### Work order:
Find the line in the material below that contains "Target: auction sticker on windshield", then give it again, with all later lines, exactly as shown.

### Dataset:
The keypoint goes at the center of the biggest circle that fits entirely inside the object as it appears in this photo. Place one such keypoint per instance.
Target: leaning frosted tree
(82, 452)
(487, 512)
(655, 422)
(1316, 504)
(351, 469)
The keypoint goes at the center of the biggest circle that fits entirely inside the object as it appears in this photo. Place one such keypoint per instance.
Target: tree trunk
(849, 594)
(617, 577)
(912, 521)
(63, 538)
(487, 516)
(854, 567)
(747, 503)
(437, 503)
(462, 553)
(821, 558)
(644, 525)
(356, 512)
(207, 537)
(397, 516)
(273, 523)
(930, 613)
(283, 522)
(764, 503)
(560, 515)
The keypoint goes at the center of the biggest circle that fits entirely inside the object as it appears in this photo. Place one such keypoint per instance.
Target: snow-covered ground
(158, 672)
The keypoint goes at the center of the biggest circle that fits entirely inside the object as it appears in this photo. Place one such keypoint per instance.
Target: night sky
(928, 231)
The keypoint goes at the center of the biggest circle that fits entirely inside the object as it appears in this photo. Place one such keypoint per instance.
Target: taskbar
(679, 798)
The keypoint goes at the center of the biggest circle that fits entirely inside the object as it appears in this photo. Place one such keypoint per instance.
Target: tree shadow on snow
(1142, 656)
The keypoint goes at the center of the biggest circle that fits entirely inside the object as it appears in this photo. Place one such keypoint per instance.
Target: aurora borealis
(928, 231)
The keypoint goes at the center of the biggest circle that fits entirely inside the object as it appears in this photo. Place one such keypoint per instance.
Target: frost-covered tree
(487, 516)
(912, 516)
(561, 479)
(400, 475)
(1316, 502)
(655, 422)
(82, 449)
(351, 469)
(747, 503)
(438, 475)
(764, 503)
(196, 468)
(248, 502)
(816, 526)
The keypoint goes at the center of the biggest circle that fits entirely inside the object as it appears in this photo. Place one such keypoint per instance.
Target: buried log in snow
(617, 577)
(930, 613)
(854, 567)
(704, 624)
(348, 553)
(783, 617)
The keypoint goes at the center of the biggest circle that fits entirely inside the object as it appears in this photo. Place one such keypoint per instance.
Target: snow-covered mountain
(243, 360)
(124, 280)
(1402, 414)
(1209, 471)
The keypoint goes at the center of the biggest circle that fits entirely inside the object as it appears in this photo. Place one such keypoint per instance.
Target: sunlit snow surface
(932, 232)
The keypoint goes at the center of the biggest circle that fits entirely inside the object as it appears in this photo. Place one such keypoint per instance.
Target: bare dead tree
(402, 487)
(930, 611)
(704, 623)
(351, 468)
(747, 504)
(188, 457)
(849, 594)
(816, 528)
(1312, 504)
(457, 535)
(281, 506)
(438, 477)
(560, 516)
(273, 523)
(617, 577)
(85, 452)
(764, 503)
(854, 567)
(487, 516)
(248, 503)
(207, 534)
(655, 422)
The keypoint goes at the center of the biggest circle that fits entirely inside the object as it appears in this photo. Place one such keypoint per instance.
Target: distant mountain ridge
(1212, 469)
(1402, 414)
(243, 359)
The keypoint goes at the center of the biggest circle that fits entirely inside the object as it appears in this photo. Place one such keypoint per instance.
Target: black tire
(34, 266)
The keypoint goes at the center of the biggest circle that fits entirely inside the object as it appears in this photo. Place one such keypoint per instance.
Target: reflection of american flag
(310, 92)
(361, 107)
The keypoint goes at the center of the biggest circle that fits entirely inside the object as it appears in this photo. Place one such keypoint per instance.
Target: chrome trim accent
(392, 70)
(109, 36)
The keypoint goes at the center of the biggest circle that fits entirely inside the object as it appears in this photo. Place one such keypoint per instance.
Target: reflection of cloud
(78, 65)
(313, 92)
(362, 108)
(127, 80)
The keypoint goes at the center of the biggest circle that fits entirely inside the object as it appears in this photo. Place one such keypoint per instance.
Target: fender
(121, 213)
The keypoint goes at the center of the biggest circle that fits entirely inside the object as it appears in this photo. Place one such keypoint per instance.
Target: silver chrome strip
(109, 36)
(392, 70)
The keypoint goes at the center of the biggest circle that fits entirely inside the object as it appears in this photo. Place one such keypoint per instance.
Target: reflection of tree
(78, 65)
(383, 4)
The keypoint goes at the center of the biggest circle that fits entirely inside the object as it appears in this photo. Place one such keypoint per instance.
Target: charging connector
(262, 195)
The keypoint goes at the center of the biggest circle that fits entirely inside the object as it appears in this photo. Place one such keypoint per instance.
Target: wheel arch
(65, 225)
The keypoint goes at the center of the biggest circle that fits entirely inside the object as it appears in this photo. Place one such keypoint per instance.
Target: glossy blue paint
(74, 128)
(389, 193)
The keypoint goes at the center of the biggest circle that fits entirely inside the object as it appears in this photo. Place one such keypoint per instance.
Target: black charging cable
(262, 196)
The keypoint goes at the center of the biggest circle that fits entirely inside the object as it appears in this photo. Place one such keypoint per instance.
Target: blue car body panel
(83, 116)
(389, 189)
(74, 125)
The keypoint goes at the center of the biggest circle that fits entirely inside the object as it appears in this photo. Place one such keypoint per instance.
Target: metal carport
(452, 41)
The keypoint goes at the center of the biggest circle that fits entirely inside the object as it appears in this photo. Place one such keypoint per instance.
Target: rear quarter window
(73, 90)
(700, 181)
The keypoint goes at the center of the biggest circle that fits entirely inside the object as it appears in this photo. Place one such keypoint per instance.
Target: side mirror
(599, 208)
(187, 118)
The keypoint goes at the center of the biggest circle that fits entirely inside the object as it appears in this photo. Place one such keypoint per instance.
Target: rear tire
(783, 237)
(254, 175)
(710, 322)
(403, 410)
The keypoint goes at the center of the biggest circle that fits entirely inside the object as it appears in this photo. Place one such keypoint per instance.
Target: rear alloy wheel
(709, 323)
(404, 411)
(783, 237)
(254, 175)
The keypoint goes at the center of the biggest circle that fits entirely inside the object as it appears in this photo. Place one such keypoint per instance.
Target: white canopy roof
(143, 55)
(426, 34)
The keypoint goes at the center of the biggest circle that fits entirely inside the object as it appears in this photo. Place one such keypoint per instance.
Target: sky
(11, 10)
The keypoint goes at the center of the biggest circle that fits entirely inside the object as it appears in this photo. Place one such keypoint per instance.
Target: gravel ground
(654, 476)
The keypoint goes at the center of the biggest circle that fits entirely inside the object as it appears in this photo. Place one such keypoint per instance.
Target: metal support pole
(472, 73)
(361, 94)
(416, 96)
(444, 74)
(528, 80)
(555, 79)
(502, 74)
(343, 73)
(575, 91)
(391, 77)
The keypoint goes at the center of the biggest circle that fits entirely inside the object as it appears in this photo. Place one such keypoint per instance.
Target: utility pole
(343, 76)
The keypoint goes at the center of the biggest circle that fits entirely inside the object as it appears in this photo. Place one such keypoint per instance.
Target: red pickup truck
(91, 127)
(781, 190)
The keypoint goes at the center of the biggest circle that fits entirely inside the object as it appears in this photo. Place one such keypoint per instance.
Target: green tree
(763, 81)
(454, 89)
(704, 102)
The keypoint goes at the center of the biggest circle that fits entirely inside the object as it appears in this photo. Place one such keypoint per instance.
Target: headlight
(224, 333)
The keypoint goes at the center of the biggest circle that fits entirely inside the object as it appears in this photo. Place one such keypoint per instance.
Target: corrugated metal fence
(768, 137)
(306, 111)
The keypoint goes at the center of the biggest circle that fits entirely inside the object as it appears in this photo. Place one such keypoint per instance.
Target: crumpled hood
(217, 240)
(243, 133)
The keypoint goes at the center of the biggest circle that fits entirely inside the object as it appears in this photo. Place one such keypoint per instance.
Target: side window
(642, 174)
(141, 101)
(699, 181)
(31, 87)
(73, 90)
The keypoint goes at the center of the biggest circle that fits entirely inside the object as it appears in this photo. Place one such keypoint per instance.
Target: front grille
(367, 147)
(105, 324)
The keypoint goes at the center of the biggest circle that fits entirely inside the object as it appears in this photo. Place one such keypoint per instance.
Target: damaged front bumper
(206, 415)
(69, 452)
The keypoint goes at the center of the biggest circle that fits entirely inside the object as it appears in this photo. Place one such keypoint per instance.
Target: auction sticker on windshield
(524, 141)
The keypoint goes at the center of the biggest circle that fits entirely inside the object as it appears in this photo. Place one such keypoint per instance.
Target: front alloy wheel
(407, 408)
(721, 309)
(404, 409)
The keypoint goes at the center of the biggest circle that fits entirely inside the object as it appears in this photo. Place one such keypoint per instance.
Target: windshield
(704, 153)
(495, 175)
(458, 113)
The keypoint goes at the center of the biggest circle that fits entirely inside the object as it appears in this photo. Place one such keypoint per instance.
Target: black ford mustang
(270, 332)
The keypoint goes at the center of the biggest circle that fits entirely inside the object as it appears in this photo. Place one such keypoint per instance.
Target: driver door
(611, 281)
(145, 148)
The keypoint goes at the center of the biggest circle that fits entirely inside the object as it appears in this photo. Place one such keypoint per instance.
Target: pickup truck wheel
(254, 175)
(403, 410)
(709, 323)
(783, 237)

### Expected answer:
Target: auction sticker on windshield
(524, 141)
The keypoint goes at the center of the biggest circle that fits entirely inside the object as it appears in this photo. Place one such keypoint per instance.
Target: front alloy wheel
(407, 408)
(721, 309)
(404, 409)
The keypoint goes at the center of the biggest circle that fits entirely inside the object as it appears in this photo. Place one such keypoint per instance.
Target: windshield
(704, 153)
(495, 175)
(458, 113)
The keypoint goes at the center of the biggest circle that fits entirely inside the object as it appears in this photo. Place one such keypoint per instance.
Target: black ford mustang
(270, 332)
The keypoint goes at the center of the biggest circle that fits entirely inside the object as it appears in this photo. Place one such keypoint per instance.
Target: driver door
(611, 281)
(145, 148)
The keypoint goes at the center of the biggest circle that fits entirely inside the object as it appears in this photo. Place one such keypoint per instance.
Target: pickup truck wheel
(254, 175)
(403, 410)
(709, 323)
(783, 237)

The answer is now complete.